───── Document extract ─────

Skip to content
New issue

Have a question about this project? Sign up for a free GitHub account to open an issue and contact its maintainers and the community.

By clicking “Sign up for GitHub”, you agree to our terms of service and privacy statement. We’ll occasionally send you account related emails.

Already on GitHub? Sign in to your account

Feature request : implementing charge group for GROMOS force field incorporation #1999

Open
hjuinj opened this issue Feb 23, 2018 · 15 comments

Comments

@hjuinj
Copy link

hjuinj commented Feb 23, 2018

We would be interested in incorporating and running the GROMOS force field in OpenMM. The GROMOS force field was parametrized using the reaction-field (RF) method to account for the electrostatic interactions beyond the cutoff. To avoid artefacts with the RF method, a charge-group based cutoff is necessary. It would be great if this functionality could be added in OpenMM, such that the GROMOS force field can be used correctly.

The charge groups are only necessary to generate the pairlist (and can even be used to speed up the latter process). Once the pairlist is generated the pairwise interactions can be calculated in the same way as with an atom-based cutoff. For example, in the GROMACS software a charge-group based pairlist generation is used even for simulations with PME for efficiency reasons (see e.g. J. Chem. Theory Comput. 4, 435, 2008 II. Domain Decomposition).

The use of reaction fields is in general interesting for free-energy calculation with charge changes or when a detailed energy decomposition into energy (or force) groups is desired.

@jchodera
Copy link
Member

I think it would be great to be able to support group based cutoffs in OpenMM. We've had tons of trouble getting anything sensible out of reaction field electrostatics without them, and the ability to reproduce forcefields like gromos that are designed for charge groups would be very useful.

@peastman
Copy link
Member

Could you explain what group based cutoffs mean in this context? With reaction field, the interaction goes smoothly to zero at the cutoff, so groups don't make sense. Gromacs no longer uses them at all. See http://manual.gromacs.org/documentation/current/user-guide/cutoff-schemes.html which states:

Before version 4.6, GROMACS always used pair-lists based on groups of particles. These groups of particles were originally charge-groups, which were necessary with plain cut-off electrostatics. With the use of PME (or reaction-field with a buffer), charge groups are no longer necessary (and are ignored in the Verlet scheme).

@jchodera
Copy link
Member

I can dig into this more shortly, but the switching and cutoff is applied to the whole group simultaneously to avoid splitting charge groups and creating artificial dipoles near the boundary. Even with atomic reaction field, this effect can lead to large problems in the representation of solvent screening.

A simple illustration of this issue is sampling equilibrium solvent configurations for one cutoff and reweighting to slightly expanded cutoffs; with atomic based cutoffs, the configurations for one cutoff have little bearing on the configurations for another cutoff because of this boundary effect. This effect disappears if group based switch/cutoff is used. We can provide some example code if this is helpful.

─────

## Problems to solve
1. Answer these questions about the charge-group issue thread:
(a) Which method was used to parametrize the GROMOS force field for electrostatic interactions beyond the cutoff?
(b) According to the quoted GROMACS documentation, before which version did GROMACS always use pair-lists based on groups of particles?
(c) To what does jchodera say the switching and cutoff are applied simultaneously?
2. Reproduce the stretch of the charge-group issue thread from "I can dig into" through "of solvent screening.", substituting "spurious dipoles" for "artificial dipoles".
3. Continue the GitHub discussion about charge-group cutoffs in OpenMM from its last comment.
The listing that comes next has no connection to the charge-group discussion above.

───── Record set ─────

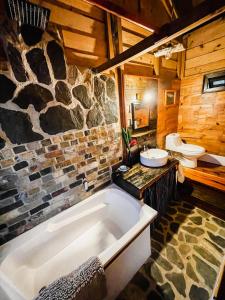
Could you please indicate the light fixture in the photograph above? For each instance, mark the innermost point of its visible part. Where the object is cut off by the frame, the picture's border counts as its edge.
(168, 51)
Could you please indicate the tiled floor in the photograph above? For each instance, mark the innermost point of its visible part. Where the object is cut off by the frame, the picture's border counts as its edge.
(187, 253)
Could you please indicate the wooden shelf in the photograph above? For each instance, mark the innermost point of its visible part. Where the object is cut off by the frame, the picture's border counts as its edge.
(140, 134)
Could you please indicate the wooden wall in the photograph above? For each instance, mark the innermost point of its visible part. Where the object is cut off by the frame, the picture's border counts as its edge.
(82, 28)
(202, 116)
(167, 121)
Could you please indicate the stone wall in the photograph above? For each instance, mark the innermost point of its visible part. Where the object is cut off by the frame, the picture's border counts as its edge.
(57, 127)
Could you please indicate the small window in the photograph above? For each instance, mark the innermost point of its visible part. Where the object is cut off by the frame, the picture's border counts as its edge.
(214, 82)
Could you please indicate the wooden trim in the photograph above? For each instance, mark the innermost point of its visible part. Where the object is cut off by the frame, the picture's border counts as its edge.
(203, 13)
(121, 12)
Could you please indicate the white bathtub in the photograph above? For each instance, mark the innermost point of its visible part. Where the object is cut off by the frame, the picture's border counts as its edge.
(110, 224)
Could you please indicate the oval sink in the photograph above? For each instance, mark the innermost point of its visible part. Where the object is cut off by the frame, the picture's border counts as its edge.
(154, 158)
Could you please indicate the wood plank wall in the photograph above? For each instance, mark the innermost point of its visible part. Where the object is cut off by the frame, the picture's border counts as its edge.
(167, 121)
(202, 116)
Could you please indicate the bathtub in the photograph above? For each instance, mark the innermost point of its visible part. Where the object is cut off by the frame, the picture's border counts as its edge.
(110, 224)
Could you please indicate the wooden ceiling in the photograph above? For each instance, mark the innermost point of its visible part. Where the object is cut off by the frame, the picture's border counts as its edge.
(83, 27)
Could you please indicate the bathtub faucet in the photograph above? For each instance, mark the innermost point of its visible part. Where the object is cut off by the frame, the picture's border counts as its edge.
(85, 184)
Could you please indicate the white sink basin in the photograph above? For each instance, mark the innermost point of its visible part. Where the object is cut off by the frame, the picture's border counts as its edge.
(154, 158)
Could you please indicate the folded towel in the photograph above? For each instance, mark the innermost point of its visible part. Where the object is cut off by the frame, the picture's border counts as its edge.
(85, 283)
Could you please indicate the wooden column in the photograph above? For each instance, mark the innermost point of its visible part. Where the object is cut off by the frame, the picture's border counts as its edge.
(114, 32)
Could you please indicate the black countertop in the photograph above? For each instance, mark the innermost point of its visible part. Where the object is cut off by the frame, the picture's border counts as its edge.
(139, 177)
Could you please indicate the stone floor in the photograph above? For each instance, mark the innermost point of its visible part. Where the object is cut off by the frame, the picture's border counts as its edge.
(188, 249)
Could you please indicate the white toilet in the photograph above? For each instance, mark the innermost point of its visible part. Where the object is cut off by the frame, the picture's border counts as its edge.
(190, 152)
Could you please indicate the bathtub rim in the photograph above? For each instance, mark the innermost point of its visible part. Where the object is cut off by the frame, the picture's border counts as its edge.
(147, 215)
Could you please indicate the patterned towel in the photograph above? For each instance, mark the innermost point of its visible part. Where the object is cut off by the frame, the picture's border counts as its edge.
(85, 283)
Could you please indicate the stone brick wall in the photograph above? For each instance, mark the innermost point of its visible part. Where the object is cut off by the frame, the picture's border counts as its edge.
(57, 126)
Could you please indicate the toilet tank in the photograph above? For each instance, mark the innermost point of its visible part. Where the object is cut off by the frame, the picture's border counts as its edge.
(173, 140)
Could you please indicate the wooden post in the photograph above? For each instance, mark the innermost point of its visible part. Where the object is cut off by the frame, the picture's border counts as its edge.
(114, 33)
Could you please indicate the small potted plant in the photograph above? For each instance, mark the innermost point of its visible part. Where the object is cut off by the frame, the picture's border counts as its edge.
(131, 145)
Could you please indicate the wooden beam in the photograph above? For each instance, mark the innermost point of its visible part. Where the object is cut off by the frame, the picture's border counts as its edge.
(200, 15)
(183, 7)
(122, 12)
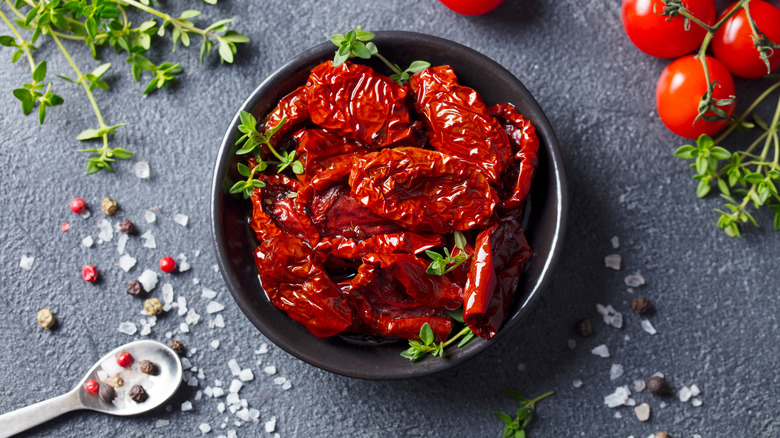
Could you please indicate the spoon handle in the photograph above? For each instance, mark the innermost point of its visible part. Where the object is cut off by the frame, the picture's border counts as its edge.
(35, 414)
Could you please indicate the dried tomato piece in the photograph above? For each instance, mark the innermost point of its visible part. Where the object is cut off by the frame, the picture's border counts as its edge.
(525, 145)
(356, 102)
(385, 310)
(319, 148)
(500, 255)
(458, 122)
(298, 285)
(276, 211)
(423, 190)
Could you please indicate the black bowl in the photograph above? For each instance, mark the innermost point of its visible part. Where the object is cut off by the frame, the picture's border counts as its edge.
(234, 241)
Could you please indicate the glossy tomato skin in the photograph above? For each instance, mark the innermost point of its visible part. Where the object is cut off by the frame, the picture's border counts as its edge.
(679, 90)
(472, 7)
(733, 42)
(656, 36)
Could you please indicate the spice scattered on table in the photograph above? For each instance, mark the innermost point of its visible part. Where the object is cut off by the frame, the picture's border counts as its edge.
(46, 319)
(138, 394)
(89, 273)
(109, 206)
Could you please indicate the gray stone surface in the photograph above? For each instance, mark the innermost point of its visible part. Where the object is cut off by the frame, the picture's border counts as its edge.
(716, 297)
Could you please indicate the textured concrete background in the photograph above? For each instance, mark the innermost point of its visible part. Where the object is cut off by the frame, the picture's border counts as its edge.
(716, 297)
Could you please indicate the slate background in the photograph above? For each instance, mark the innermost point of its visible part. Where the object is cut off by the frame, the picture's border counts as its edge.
(715, 296)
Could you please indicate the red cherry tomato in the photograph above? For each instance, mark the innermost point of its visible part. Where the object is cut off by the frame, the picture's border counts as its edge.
(681, 87)
(656, 36)
(472, 7)
(733, 42)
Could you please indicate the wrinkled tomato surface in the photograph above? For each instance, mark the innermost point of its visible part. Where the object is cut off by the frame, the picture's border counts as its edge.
(389, 172)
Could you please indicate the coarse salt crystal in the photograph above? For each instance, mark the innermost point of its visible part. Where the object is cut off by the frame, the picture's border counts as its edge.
(270, 425)
(149, 241)
(246, 375)
(612, 261)
(88, 241)
(214, 307)
(106, 231)
(615, 372)
(618, 398)
(601, 351)
(148, 280)
(127, 328)
(126, 262)
(142, 170)
(648, 327)
(26, 262)
(181, 219)
(634, 280)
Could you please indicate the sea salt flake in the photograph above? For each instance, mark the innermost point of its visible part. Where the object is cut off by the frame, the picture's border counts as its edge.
(648, 327)
(613, 261)
(142, 171)
(615, 372)
(618, 398)
(634, 280)
(235, 386)
(642, 412)
(167, 293)
(214, 307)
(106, 231)
(246, 375)
(148, 280)
(88, 241)
(270, 425)
(181, 219)
(601, 351)
(149, 241)
(127, 328)
(26, 262)
(126, 262)
(121, 243)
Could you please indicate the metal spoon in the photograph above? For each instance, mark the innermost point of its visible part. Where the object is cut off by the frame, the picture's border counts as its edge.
(159, 388)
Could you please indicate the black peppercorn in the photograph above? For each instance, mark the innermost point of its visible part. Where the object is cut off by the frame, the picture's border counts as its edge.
(127, 227)
(149, 367)
(584, 328)
(177, 346)
(107, 393)
(135, 288)
(641, 305)
(138, 394)
(658, 386)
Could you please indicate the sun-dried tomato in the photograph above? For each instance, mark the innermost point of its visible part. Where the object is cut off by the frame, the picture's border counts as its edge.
(355, 101)
(423, 190)
(459, 123)
(500, 255)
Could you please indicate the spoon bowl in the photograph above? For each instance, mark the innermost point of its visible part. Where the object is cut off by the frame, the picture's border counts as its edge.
(159, 387)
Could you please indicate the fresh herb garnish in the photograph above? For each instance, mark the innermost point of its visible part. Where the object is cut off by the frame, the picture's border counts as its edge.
(95, 24)
(426, 345)
(357, 43)
(252, 142)
(441, 265)
(515, 427)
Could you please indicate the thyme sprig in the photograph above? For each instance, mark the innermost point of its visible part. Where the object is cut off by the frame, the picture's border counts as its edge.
(357, 43)
(94, 24)
(515, 427)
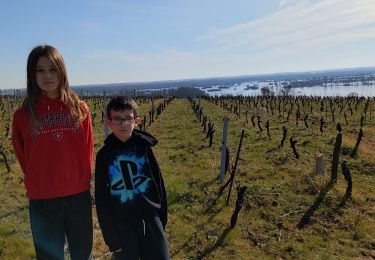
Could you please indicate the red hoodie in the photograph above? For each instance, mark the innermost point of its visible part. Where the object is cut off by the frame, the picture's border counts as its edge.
(56, 159)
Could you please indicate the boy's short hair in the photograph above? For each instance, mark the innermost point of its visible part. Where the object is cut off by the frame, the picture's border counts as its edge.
(120, 104)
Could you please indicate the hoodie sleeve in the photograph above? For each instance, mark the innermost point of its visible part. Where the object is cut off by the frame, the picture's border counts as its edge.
(163, 213)
(103, 206)
(18, 139)
(87, 129)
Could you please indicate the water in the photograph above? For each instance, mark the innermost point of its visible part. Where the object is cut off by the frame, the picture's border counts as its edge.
(254, 88)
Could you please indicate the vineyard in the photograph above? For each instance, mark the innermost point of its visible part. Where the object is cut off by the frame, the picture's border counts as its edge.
(299, 179)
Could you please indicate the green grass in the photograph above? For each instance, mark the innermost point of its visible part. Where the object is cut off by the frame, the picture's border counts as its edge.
(280, 189)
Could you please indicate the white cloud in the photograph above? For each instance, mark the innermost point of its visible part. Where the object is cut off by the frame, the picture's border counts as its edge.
(298, 24)
(300, 35)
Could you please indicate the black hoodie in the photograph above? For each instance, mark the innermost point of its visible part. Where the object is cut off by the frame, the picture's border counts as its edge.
(128, 184)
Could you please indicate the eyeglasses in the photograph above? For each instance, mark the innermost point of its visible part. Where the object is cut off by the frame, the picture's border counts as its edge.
(119, 120)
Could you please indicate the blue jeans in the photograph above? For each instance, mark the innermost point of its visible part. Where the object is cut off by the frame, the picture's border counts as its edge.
(54, 219)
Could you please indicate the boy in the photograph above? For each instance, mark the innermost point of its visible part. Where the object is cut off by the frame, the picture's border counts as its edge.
(129, 189)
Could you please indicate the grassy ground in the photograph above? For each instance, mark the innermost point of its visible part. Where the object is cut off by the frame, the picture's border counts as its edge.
(280, 189)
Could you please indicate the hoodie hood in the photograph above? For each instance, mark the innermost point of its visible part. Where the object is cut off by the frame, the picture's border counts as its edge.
(139, 137)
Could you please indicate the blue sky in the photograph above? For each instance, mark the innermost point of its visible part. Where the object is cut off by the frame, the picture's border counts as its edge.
(115, 41)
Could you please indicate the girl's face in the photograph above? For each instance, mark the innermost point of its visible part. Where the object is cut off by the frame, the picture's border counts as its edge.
(47, 77)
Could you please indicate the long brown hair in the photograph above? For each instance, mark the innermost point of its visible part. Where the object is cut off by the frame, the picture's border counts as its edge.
(76, 107)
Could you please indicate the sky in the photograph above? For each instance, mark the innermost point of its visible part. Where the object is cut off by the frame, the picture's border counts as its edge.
(117, 41)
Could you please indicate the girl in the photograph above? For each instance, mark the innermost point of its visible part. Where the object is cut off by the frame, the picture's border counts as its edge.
(53, 141)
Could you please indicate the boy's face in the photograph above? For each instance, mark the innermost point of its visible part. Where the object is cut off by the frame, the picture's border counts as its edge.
(122, 123)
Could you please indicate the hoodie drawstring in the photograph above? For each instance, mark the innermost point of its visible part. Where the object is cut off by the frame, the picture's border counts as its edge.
(144, 227)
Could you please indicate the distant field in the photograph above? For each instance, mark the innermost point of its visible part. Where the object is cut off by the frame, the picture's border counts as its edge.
(289, 211)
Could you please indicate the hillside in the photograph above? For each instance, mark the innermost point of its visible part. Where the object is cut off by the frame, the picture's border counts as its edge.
(289, 211)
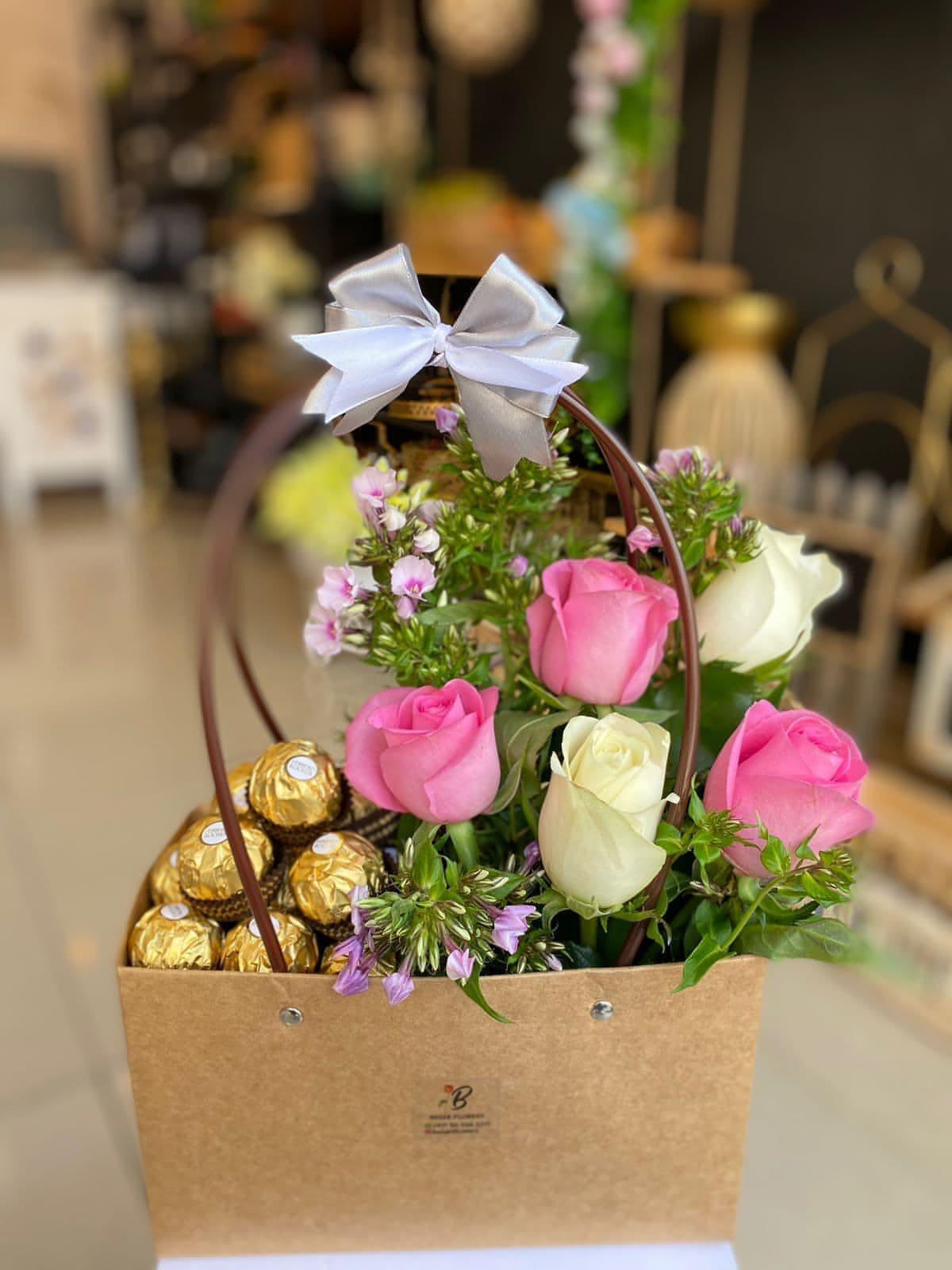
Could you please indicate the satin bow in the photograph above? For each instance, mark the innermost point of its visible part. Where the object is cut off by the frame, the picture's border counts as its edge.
(507, 352)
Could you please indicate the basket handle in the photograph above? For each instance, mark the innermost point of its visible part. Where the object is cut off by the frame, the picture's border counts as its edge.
(226, 518)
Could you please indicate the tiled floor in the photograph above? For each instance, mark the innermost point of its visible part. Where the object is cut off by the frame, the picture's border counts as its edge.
(850, 1159)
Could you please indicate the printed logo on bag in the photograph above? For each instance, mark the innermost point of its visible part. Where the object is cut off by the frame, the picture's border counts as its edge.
(255, 930)
(456, 1110)
(301, 768)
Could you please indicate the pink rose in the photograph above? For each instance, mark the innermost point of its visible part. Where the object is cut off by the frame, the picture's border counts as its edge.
(797, 772)
(427, 751)
(598, 630)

─────

## Answers to the exercises
1.
(a) The reaction-field (RF) method.
(b) Version 4.6.
(c) The whole group.

2.
I can dig into this more shortly, but the switching and cutoff is applied to the whole group simultaneously to avoid splitting charge groups and creating spurious dipoles near the boundary. Even with atomic reaction field, this effect can lead to large problems in the representation of solvent screening.

3.
@peastman
Copy link
Member

That isn't how it works. The concept of a "group based cutoff" is meaningless when the energy goes smoothly to zero at the cutoff. By definition atoms beyond the cutoff have 0 interaction energy, regardless of where any other atom is. Again, see the Gromacs documentation.

@jchodera
Copy link
Member

jchodera commented Feb 24, 2018

@peastman : I don't think we're talking about the same things.

Firstly, reaction field does not go to zero smoothly at the cutoff unless a switching function is applied. An infinite dielectric forces the potential to zero (except for the constant applied) but not the derivatives.

Secondly, gromacs is not GROMOS. Gromacs is a program that previously had trouble with ensuring the potential it was computing was always accurate because it would only build the pairlist at fixed intervals; that problem is fixed now by adding support for automatic pairlist rebuilds based on atomic displacement. GROMOS is a forcefield parameterized to use group-based distance criteria to determine whether to compute or switch an interaction. There are implementations of GROMOS available for gromacs, but that's not where they come from.

Reaction field electrostatics has significant artifacts near the cutoff if atomic-based cutoffs are used. You can see this yourself by the following simple script which computes the stddev of the potential energy change upon enlarging the cutoff by less than 1A:

#!/bin/env python                                                                                                                                                                                                                             

from simtk import unit, openmm
from simtk.openmm import app
from openmmtools import testsystems
import numpy as np

nsteps = 50
niterations = 20

default_cutoff = 9.0 * unit.angstroms
waterbox = testsystems.WaterBox(nonbondedMethod=app.CutoffPeriodic, nonbondedCutoff=default_cutoff)
system, positions = waterbox.system, waterbox.positions
forces = { force.__class__.__name__ : force for force in system.getForces() }
nparticles = system.getNumParticles()

from openmmtools.integrators import LangevinIntegrator
temperature = 300 * unit.kelvin
collision_rate = 1.0 / unit.picoseconds
timestep = 2.0 * unit.femtoseconds
forces['NonbondedForce'].setCutoffDistance(default_cutoff)
integrator = LangevinIntegrator(temperature, collision_rate, timestep)
platform = openmm.Platform.getPlatformByName('OpenCL')
platform.setPropertyDefaultValue('Precision', 'mixed')
context = openmm.Context(system, integrator, platform)
context.setPositions(positions)

# Collect data at fixed cutoff                                                                                                                                                                                                                
stored_positions = unit.Quantity(np.zeros([niterations,nparticles,3], np.float32), unit.angstroms)
stored_potentials = unit.Quantity(np.zeros([niterations], np.float64), unit.kilocalories_per_mole)
for iteration in range(niterations):
    integrator.step(nsteps)
    state = context.getState(getPositions=True, getEnergy=True)
    stored_positions[iteration,:,:] = state.getPositions(asNumpy=True)
    stored_potentials[iteration] = state.getPotentialEnergy()

del context, integrator

# Reprocess data                                                                                                                                                                                                                              
for cutoff_value in np.linspace(9, 9 + 1.0, 20):
    cutoff = cutoff_value * unit.angstroms
    forces['NonbondedForce'].setCutoffDistance(cutoff)
    integrator = LangevinIntegrator(temperature, collision_rate, timestep)
    context = openmm.Context(system, integrator, platform)
    perturbed_potentials = unit.Quantity(np.zeros([niterations], np.float64), unit.kilocalories_per_mole)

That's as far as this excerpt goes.